START

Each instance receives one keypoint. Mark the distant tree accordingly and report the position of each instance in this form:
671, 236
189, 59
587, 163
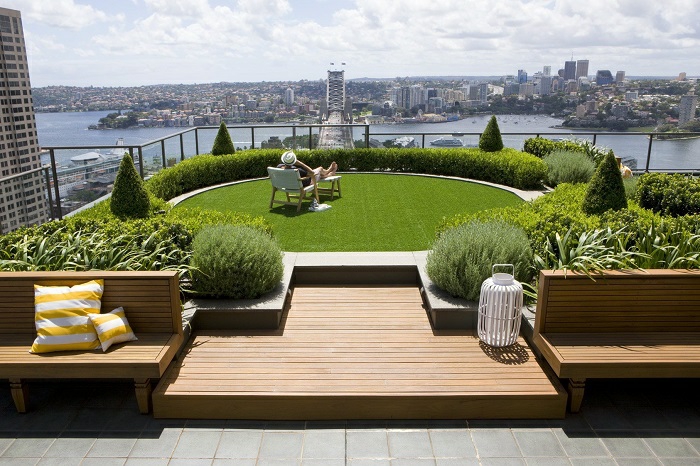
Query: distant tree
491, 140
129, 197
223, 143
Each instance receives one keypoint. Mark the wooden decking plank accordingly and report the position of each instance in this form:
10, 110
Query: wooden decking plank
352, 343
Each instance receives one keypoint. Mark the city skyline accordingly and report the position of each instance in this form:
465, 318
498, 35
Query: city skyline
142, 42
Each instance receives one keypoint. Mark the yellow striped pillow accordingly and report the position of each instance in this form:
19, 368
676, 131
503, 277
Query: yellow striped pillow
61, 318
112, 328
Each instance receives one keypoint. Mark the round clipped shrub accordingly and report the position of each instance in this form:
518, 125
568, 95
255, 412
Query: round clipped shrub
462, 257
606, 190
568, 167
491, 140
235, 261
223, 143
129, 196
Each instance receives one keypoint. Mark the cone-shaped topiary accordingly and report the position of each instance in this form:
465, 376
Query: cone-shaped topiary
606, 190
222, 142
491, 140
129, 197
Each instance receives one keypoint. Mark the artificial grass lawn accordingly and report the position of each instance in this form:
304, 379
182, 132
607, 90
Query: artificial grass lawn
377, 212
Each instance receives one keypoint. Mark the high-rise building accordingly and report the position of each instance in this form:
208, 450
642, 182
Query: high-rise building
335, 91
417, 96
522, 76
603, 77
545, 85
686, 109
581, 69
22, 187
289, 97
569, 70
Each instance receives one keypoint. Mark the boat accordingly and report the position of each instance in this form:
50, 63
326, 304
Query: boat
447, 142
119, 150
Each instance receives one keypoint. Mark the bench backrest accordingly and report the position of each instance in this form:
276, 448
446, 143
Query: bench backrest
619, 301
151, 299
285, 179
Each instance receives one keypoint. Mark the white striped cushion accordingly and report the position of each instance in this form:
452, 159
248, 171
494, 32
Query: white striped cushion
61, 318
112, 328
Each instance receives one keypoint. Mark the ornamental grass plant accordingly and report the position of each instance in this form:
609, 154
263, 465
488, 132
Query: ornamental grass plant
238, 262
462, 257
568, 167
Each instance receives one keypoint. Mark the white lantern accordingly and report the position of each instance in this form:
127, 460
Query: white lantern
499, 308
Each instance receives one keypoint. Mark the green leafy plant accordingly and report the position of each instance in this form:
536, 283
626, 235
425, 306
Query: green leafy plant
222, 142
491, 140
568, 167
95, 250
606, 189
542, 147
235, 262
129, 197
509, 167
462, 257
669, 194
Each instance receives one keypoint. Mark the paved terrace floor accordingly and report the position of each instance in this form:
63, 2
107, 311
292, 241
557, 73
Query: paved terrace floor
642, 422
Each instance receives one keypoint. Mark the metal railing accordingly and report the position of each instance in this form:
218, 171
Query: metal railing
137, 151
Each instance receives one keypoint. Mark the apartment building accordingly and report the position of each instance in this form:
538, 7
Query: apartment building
22, 186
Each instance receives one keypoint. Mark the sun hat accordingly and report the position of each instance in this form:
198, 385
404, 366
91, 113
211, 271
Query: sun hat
289, 158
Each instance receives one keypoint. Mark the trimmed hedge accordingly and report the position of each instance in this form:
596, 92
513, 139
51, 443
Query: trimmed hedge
95, 238
508, 167
129, 198
491, 140
541, 147
673, 195
606, 190
222, 142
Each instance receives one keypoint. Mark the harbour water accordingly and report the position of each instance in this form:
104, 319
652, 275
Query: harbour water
70, 129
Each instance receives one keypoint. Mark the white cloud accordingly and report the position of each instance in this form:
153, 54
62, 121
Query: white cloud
59, 13
212, 40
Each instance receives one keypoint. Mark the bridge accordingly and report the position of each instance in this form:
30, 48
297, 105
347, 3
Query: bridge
337, 112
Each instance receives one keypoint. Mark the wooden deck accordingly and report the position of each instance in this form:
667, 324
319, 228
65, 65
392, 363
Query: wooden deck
355, 353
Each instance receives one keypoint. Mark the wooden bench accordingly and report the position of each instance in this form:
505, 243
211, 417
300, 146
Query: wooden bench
152, 304
620, 324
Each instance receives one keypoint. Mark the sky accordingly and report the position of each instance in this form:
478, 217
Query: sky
142, 42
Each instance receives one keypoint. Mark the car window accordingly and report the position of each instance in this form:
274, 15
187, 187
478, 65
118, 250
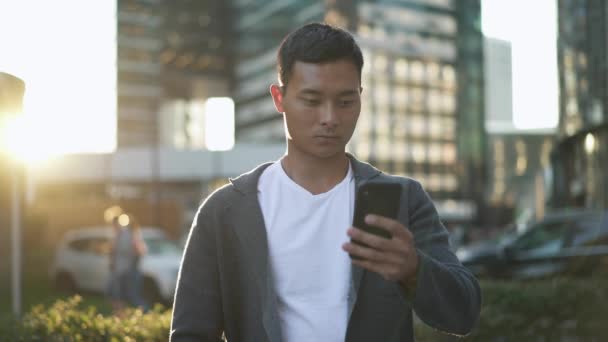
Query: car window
545, 235
98, 246
161, 246
79, 245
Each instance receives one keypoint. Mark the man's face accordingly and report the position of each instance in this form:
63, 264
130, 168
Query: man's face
321, 105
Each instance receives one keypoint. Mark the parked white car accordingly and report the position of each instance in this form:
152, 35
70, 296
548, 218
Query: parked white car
82, 262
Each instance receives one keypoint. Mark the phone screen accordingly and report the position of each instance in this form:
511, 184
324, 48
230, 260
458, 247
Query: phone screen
379, 199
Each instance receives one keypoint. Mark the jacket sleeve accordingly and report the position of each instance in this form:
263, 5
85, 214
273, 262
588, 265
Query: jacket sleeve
447, 295
197, 313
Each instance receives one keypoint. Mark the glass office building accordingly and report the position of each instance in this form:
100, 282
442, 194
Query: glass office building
583, 64
422, 109
580, 159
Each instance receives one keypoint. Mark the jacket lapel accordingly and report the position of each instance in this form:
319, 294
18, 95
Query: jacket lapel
363, 172
245, 217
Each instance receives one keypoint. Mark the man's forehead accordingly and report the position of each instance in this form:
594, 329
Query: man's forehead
338, 76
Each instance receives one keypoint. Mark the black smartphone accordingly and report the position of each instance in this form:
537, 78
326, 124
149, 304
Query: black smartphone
376, 198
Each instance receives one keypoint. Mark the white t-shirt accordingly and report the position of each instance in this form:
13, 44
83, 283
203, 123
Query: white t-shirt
311, 272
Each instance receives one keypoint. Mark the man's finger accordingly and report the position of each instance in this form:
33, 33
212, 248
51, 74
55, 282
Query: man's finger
370, 254
372, 240
394, 227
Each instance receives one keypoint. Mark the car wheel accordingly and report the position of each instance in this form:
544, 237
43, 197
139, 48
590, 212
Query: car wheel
152, 292
65, 282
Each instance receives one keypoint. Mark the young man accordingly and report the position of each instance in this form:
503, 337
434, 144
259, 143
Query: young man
267, 258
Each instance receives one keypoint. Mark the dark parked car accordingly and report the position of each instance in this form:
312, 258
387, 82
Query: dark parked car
573, 242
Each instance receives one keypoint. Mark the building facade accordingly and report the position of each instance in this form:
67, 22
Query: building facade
583, 64
580, 159
422, 111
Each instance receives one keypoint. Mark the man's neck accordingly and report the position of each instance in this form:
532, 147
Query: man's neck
317, 175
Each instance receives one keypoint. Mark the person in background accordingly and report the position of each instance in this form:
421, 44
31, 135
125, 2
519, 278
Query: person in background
127, 249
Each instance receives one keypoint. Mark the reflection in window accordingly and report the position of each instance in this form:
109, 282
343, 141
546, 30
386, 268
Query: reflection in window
401, 69
400, 97
399, 151
448, 126
449, 76
449, 102
416, 126
383, 125
418, 152
417, 71
417, 99
363, 149
450, 182
435, 153
449, 153
434, 127
434, 182
432, 72
434, 101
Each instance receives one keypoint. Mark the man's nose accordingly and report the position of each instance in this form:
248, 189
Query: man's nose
329, 116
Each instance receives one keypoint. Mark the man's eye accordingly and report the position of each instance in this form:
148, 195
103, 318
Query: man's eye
346, 103
311, 102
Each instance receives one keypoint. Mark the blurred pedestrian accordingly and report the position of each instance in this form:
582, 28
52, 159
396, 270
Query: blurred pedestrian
267, 258
128, 246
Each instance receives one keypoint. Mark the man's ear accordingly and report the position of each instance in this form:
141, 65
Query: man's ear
277, 97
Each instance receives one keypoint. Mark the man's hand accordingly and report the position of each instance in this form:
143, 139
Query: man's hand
394, 259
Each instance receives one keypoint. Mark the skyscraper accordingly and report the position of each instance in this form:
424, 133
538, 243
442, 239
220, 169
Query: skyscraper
422, 111
583, 64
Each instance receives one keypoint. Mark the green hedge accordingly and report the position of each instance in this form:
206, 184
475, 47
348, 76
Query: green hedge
541, 310
573, 309
68, 320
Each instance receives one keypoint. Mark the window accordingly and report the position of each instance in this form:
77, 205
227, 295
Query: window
546, 236
80, 245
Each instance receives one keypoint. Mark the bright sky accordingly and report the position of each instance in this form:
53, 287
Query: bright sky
65, 51
531, 27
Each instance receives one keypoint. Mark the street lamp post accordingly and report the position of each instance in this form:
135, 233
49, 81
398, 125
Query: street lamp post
12, 90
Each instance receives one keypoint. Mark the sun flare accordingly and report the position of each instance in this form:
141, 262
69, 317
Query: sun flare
65, 51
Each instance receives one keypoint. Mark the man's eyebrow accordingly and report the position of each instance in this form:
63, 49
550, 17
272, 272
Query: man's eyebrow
308, 91
348, 93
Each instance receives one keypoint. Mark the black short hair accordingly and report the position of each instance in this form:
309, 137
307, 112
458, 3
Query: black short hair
316, 43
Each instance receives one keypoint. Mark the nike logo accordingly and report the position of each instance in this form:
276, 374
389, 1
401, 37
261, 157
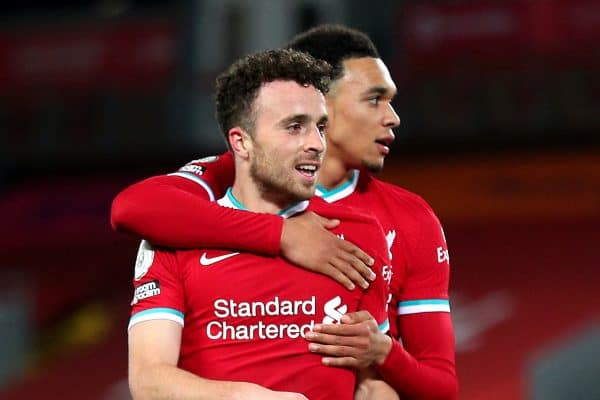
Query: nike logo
209, 261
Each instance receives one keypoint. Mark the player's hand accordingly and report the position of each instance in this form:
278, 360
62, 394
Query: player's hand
251, 391
356, 342
306, 241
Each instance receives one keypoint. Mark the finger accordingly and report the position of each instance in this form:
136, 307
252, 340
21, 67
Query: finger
326, 222
335, 333
350, 273
348, 362
357, 317
333, 350
332, 271
357, 265
358, 253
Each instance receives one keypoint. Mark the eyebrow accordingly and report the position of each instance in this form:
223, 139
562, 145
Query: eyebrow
301, 118
380, 90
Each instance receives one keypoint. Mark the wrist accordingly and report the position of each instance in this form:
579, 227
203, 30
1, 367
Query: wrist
386, 349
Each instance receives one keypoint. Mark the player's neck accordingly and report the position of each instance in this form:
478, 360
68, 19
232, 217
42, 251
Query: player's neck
248, 196
333, 173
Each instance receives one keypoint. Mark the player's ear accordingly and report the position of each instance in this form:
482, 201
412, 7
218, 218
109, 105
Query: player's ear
240, 141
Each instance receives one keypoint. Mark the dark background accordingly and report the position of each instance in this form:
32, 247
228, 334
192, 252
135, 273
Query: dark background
500, 109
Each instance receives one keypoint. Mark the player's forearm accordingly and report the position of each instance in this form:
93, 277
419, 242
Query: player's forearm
171, 211
169, 382
425, 378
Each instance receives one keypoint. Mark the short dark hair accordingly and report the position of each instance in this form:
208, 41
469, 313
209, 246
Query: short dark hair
334, 44
238, 86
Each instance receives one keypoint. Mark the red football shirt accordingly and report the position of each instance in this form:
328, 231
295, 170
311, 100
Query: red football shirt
243, 314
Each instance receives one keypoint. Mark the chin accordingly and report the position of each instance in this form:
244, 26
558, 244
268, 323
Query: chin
373, 167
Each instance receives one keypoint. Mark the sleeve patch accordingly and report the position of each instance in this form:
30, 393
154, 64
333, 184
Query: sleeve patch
157, 314
144, 259
148, 289
420, 306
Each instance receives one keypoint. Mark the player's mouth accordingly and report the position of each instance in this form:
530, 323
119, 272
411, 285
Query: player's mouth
308, 170
383, 144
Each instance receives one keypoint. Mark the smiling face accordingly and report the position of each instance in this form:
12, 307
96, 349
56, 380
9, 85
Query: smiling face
361, 117
287, 144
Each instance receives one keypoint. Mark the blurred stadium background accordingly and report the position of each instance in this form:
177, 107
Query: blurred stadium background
500, 108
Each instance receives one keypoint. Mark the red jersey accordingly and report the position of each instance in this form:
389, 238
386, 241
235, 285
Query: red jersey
167, 210
418, 252
243, 314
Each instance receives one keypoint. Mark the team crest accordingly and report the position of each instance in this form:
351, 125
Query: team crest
144, 259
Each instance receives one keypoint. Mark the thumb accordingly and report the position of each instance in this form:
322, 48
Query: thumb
327, 223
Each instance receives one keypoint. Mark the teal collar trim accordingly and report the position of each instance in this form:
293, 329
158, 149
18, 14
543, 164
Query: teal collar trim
338, 193
230, 201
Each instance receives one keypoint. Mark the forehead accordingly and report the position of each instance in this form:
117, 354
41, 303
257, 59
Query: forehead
282, 98
364, 73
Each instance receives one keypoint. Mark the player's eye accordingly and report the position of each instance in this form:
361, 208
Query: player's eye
295, 127
374, 100
322, 129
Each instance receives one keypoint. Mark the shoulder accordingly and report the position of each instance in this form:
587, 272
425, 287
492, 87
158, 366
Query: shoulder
344, 213
201, 165
404, 200
214, 173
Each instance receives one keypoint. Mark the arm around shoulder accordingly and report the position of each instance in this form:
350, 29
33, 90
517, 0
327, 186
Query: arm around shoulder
154, 374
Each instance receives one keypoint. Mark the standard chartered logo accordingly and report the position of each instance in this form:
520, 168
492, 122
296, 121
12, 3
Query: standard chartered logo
334, 309
254, 327
258, 329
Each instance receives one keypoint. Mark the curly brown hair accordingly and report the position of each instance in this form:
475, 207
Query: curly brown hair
237, 87
335, 44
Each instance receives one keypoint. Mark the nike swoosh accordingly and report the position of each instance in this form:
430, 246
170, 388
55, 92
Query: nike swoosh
209, 261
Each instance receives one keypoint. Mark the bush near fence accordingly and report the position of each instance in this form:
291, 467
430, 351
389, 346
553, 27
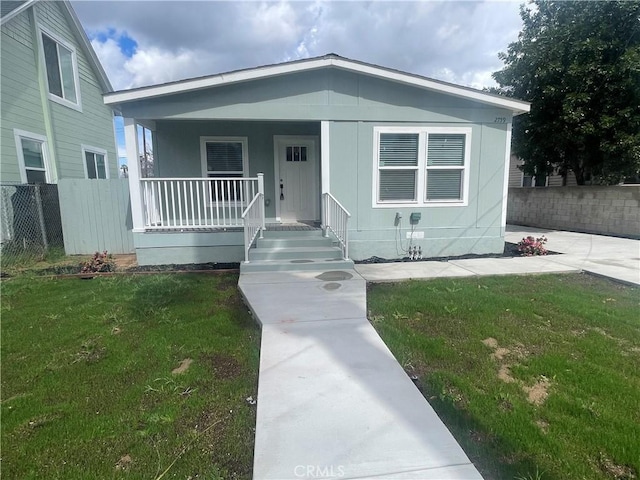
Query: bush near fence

END

- **WRITTEN INSTRUCTION**
Output the line containing "Each instance receives one keypoint. Mark the player's eye" and each line after it, through the end of the material, exactly as given. No pictures belong in the output.

- **EXERCISE RESPONSE**
Each instance receives one keypoint. Mark the player's eye accordingly and report the position of each instance in this form:
361, 208
Query: player's eye
295, 127
374, 100
322, 129
Each instance receives one keypoint. Mark the shoulder accordingly and report the position of each instance in this form:
587, 272
425, 287
492, 87
158, 366
Query: shoulder
344, 213
201, 165
404, 200
214, 173
Each instance receives one keypoint. Mark the arm around shoulder accordingly and report the position of each instance in this form:
350, 29
33, 90
517, 0
327, 186
Query: arm around shoulder
154, 374
Each instance receives one keypoint. Mark the standard chartered logo accordingly and report the position of each instance in this form:
520, 168
492, 122
296, 121
12, 3
Query: standard chartered logo
334, 309
254, 327
258, 329
Each instance receives one keypoint. Mark the curly brown hair accordingly and report the position of each instance in this form:
475, 207
Query: curly brown hair
237, 87
335, 44
Each instance receives one keypoint. Mark the nike swoosh accordingly and report the position of each instance in this form:
430, 246
170, 388
55, 92
Query: nike swoosh
209, 261
Each instance receives one keypoint. Mark the bush near fence accordingly and report the position of each instance in this form:
291, 467
430, 351
389, 346
553, 27
Query: bush near fence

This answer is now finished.